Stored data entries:
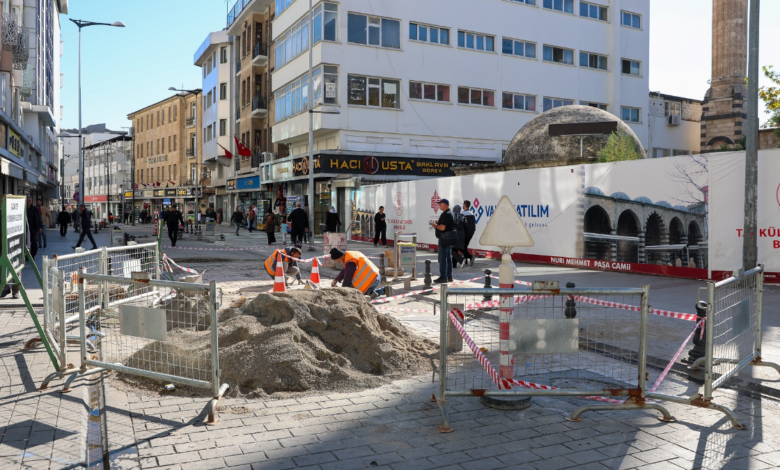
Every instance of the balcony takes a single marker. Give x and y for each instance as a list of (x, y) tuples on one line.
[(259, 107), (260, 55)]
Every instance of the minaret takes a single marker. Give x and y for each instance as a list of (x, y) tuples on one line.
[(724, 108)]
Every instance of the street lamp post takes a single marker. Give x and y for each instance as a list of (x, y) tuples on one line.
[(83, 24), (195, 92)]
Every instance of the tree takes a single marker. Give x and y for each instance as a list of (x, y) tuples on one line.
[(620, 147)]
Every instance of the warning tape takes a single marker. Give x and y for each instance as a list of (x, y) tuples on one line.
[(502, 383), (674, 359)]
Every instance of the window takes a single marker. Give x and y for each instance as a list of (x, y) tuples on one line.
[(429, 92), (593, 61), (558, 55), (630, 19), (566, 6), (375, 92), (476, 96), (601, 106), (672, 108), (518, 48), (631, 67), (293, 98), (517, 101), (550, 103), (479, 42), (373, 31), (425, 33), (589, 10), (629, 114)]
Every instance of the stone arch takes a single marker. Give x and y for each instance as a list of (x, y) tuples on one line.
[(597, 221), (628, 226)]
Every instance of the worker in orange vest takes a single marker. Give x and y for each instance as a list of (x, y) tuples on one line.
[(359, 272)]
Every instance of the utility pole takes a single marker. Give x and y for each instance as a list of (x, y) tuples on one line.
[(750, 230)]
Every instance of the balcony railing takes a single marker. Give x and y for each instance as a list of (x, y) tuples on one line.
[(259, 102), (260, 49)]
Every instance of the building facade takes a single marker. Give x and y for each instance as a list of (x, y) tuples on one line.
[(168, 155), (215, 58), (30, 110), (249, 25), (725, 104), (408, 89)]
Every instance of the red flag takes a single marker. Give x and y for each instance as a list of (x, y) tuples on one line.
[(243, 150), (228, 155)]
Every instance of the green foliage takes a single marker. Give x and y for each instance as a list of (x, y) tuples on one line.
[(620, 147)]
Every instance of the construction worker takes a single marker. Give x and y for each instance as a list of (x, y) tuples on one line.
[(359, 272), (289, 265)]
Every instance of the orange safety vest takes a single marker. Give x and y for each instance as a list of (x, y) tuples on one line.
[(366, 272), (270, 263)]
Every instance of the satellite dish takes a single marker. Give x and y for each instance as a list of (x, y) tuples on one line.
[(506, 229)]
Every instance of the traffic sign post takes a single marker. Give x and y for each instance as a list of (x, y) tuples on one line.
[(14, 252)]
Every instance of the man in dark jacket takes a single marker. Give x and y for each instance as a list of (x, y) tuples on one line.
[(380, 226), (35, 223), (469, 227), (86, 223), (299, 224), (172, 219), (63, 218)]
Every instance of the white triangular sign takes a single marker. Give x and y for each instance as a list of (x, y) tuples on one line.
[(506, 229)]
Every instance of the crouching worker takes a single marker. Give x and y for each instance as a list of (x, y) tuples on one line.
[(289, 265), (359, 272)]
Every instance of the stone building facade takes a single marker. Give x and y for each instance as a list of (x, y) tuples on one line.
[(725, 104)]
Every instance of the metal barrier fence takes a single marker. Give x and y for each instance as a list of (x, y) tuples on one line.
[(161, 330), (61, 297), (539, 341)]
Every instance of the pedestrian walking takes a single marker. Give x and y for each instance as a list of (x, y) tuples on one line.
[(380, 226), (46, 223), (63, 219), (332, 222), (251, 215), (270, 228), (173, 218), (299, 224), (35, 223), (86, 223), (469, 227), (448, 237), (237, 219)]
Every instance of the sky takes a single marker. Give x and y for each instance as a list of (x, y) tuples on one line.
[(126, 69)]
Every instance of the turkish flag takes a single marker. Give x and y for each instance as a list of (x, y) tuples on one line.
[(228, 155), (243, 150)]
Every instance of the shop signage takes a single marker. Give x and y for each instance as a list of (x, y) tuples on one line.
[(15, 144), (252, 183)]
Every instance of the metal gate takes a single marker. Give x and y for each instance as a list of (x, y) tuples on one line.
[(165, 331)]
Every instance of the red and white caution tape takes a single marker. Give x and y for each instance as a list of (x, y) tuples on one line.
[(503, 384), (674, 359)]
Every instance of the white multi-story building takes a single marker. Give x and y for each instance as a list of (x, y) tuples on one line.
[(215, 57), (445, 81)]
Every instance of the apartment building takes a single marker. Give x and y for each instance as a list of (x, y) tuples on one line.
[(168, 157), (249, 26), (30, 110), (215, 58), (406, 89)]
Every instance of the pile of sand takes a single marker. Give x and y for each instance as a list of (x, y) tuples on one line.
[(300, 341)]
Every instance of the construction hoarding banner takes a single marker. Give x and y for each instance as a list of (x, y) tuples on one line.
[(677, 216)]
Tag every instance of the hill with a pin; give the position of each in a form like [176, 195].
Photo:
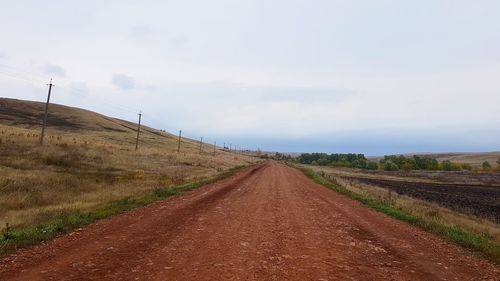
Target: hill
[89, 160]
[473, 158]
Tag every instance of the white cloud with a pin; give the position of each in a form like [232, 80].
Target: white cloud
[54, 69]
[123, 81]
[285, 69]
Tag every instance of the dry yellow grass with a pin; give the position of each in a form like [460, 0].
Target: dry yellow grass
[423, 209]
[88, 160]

EXERCISE BRIEF — Examine the records and pull out every line where the string "position" occurs.

RESPONSE —
Tag every instance of the hill with a pin; give the position of each in a form like [176, 195].
Tag every instance of the white cloud with a pin; give the position of each in a form like [232, 80].
Tag every instance of the dry yellow grass with a pin; give the position of each in a form like [460, 0].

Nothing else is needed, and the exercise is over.